#### Supplied information ####

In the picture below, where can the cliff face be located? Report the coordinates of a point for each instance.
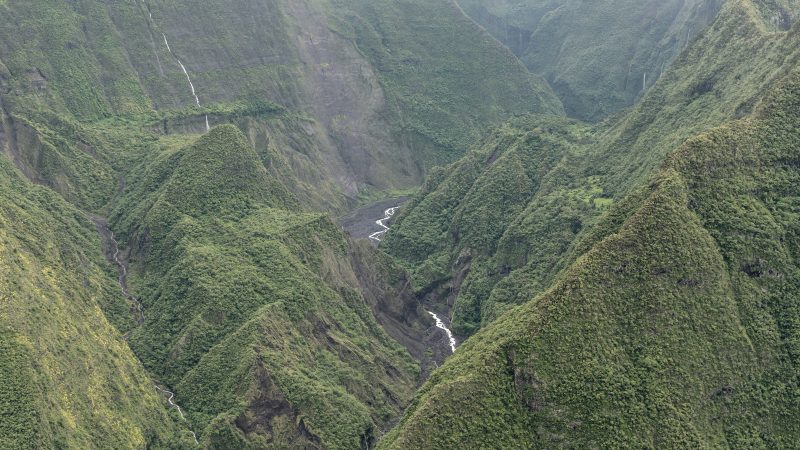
(365, 103)
(598, 56)
(497, 227)
(672, 319)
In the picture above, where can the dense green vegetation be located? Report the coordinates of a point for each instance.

####

=== The task ===
Write out the material above exactly, and omit the pictures it holds.

=== Solution for this exercise ===
In the picture below, where can the cliff face be located? Report the coordinates of a point for each instance.
(365, 103)
(598, 56)
(497, 227)
(672, 319)
In the picture above, where can the dense green vegetation be located? Report the coordinates of a point for each instance.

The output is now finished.